- What to work on
Return every line below in which "sofa" appears.

- Data excerpts
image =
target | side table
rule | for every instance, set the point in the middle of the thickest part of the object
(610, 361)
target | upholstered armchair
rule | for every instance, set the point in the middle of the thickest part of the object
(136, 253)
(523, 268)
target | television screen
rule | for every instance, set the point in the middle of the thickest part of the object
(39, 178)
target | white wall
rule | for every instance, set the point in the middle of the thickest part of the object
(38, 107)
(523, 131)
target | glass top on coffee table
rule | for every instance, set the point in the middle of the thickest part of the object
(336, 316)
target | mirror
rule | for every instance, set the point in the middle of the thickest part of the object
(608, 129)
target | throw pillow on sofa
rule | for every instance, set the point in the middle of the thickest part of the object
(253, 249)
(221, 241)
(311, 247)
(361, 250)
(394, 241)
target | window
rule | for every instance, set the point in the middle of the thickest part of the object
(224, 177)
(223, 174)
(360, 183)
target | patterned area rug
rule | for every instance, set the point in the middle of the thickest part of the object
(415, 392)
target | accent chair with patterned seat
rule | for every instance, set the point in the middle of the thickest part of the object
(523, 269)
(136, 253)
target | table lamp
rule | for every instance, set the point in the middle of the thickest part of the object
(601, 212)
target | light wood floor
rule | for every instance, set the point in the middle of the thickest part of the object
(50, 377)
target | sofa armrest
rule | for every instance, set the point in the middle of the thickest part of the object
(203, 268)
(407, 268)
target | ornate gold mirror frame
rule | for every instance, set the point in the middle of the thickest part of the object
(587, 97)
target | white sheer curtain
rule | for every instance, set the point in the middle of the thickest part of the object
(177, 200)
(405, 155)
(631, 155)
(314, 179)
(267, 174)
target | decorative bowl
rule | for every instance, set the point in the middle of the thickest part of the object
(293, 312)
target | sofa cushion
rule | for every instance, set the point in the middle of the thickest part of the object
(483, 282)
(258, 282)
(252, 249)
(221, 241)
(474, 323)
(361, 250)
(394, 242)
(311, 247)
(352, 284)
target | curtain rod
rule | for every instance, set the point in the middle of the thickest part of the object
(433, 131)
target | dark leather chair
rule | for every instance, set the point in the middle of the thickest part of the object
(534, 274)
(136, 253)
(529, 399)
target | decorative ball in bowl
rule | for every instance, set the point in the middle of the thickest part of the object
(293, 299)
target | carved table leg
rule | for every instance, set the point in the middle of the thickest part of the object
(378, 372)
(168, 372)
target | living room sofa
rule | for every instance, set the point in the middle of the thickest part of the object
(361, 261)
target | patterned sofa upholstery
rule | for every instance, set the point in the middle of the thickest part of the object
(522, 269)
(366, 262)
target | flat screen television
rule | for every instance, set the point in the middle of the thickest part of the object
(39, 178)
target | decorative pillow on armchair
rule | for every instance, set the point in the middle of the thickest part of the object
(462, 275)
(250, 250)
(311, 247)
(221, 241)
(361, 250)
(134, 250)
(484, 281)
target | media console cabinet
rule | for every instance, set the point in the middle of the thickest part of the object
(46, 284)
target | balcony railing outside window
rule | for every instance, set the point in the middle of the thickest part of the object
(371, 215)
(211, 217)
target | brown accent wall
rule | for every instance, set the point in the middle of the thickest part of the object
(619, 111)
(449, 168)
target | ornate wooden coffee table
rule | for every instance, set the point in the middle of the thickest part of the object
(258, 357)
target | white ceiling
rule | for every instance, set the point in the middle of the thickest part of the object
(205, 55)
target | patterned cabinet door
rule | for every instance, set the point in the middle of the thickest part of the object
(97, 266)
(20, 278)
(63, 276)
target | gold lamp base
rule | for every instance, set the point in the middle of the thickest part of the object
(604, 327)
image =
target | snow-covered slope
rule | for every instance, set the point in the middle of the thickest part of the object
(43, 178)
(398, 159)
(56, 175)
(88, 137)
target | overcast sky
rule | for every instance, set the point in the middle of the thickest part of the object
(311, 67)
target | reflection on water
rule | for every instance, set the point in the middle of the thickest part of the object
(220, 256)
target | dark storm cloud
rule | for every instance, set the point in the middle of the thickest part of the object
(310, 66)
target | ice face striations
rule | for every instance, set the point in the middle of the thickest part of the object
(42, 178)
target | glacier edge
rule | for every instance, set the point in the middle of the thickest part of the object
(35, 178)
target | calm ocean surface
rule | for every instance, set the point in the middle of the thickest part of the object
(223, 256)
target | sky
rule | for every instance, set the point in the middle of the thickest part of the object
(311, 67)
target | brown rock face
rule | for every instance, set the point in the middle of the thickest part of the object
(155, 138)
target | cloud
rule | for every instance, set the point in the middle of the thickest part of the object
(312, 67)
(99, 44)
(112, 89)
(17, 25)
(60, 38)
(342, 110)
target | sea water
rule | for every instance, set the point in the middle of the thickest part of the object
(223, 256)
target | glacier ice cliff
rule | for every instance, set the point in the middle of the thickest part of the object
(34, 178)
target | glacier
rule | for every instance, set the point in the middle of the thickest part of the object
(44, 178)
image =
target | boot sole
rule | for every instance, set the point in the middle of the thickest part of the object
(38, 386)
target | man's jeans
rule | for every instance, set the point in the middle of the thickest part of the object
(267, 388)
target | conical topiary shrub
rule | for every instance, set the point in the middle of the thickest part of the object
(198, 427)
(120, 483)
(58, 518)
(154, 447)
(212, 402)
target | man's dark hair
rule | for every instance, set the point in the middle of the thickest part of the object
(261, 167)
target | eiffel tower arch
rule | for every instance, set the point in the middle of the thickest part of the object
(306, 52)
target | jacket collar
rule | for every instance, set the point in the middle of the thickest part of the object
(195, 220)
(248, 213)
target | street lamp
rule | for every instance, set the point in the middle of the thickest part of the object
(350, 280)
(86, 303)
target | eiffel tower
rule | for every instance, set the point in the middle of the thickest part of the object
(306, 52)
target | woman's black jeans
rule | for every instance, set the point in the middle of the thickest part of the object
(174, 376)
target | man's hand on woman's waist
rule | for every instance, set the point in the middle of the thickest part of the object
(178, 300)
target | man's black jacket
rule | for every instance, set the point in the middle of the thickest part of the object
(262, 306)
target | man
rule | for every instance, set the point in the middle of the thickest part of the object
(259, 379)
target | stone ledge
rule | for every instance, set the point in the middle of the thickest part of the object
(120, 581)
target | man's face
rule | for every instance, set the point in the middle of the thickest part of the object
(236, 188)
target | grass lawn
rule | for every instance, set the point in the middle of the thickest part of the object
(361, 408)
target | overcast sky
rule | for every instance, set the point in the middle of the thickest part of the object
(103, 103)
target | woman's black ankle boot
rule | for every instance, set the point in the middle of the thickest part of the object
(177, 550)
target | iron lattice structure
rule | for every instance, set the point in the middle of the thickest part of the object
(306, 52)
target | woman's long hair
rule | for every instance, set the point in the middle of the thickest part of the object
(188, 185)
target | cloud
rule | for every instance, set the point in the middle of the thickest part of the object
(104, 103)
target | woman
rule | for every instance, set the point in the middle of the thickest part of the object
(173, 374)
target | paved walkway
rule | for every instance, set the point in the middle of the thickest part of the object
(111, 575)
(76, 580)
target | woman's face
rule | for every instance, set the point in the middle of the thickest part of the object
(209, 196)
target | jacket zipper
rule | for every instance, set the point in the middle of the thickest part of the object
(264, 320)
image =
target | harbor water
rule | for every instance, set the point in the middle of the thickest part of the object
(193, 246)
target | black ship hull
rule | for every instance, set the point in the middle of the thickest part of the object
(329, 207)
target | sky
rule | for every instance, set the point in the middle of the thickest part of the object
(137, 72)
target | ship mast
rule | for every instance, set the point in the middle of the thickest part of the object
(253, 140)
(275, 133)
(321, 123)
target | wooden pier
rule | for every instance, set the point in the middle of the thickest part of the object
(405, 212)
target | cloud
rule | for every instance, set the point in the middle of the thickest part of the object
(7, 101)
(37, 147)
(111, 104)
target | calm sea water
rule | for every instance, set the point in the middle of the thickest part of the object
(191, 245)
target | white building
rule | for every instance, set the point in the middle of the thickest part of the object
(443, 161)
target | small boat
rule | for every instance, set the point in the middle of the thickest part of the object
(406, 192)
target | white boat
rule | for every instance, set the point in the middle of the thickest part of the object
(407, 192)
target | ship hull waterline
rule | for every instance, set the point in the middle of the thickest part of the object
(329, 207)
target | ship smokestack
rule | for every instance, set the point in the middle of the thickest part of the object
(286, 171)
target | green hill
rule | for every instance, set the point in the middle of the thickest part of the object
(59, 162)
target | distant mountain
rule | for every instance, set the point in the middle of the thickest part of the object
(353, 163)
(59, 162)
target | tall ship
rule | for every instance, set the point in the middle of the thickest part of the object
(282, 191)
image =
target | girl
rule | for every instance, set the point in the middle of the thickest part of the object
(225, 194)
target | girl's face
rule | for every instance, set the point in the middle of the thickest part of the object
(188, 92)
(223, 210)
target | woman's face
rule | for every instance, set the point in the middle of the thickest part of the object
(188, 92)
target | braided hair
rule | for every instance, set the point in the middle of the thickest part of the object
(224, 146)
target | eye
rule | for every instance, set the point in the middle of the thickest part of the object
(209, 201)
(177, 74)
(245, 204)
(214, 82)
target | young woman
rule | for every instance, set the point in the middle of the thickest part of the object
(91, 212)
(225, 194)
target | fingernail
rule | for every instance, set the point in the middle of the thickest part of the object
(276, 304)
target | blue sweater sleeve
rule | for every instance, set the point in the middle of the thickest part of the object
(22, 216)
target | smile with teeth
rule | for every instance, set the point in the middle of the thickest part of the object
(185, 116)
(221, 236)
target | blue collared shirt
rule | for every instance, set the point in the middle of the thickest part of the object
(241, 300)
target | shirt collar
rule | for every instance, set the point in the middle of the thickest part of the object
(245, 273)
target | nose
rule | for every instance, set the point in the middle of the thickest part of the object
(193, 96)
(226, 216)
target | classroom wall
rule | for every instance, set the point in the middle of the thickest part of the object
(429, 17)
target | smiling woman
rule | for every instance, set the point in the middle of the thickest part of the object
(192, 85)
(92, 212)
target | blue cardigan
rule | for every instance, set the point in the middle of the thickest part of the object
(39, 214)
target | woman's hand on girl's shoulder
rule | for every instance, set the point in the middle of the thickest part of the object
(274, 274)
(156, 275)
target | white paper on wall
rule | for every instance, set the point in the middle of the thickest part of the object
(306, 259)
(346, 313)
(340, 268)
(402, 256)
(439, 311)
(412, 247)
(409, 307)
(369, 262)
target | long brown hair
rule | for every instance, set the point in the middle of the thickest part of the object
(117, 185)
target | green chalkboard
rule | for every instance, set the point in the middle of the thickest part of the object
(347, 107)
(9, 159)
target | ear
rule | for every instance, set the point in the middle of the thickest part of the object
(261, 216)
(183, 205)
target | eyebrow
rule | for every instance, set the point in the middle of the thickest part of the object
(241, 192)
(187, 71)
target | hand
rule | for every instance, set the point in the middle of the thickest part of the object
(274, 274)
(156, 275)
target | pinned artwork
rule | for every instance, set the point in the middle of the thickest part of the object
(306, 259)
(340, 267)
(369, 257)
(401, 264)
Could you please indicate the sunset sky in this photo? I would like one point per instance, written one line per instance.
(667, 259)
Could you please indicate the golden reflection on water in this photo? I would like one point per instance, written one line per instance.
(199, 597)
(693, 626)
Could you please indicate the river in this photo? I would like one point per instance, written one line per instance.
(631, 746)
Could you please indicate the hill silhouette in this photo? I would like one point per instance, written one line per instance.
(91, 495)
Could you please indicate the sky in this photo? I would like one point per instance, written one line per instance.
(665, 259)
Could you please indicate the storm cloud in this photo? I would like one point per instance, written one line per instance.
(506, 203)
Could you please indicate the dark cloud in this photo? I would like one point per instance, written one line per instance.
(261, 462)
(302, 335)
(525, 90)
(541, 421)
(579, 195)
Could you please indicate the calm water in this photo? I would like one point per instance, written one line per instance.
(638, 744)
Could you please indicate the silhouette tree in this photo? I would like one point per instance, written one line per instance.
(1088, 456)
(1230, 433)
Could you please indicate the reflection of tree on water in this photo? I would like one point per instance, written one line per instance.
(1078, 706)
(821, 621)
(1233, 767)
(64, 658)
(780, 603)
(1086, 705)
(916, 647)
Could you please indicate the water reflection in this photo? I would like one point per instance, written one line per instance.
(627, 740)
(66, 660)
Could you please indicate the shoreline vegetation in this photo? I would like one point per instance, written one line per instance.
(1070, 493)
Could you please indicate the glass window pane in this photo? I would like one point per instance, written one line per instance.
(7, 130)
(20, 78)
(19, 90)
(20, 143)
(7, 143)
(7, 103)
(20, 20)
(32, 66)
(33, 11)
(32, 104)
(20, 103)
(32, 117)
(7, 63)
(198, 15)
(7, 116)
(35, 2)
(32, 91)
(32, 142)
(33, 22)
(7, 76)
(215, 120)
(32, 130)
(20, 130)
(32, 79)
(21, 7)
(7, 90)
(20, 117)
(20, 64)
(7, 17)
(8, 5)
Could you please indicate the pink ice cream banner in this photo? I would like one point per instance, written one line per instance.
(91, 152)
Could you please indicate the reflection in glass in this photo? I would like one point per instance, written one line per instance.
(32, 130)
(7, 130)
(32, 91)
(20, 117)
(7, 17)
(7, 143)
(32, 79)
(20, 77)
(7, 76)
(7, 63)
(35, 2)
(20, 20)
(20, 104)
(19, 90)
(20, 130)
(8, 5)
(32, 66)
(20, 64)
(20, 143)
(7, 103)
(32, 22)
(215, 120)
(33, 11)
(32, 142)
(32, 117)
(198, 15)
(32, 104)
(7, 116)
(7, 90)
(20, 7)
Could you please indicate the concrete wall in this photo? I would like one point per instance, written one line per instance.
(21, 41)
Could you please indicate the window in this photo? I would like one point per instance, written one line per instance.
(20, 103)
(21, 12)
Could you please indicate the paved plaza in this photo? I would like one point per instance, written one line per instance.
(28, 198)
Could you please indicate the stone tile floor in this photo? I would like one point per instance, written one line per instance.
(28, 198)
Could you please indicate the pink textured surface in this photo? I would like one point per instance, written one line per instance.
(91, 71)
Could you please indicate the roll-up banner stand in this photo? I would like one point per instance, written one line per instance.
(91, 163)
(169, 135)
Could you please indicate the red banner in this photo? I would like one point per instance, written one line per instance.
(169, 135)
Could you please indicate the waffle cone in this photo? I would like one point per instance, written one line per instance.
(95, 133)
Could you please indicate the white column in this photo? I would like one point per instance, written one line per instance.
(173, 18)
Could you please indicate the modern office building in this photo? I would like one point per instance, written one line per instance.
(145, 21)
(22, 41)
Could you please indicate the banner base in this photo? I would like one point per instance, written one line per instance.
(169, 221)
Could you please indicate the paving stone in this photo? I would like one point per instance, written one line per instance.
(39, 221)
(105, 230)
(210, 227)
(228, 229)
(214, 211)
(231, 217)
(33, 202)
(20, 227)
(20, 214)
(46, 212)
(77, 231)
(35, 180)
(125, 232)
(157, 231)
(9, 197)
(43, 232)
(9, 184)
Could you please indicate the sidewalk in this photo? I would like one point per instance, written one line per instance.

- Solution for this task
target | throw pillow on sofa
target | sofa armrest
target | sofa cushion
target | living room sofa
target | patterned sofa upholstery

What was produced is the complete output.